**Exercise:** Give back each of the records below word for word, leaving out the pictures.

**Extracted data:**

—————

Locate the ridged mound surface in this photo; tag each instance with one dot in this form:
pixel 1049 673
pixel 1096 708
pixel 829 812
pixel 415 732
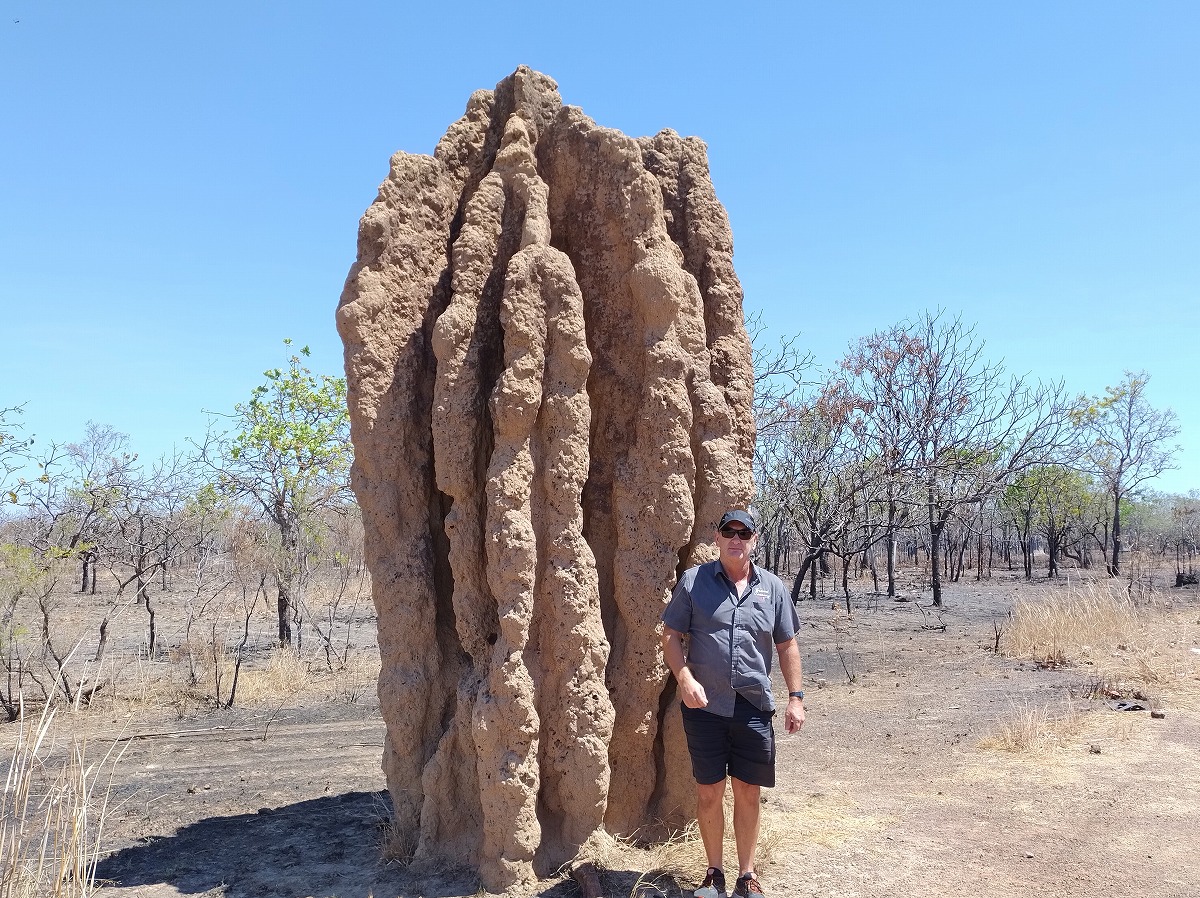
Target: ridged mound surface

—————

**Exercise response:**
Locate the ridged mound surface in this photo; tag each instance with one dot in this form:
pixel 1049 673
pixel 1096 708
pixel 829 812
pixel 415 732
Target: ridged mound surface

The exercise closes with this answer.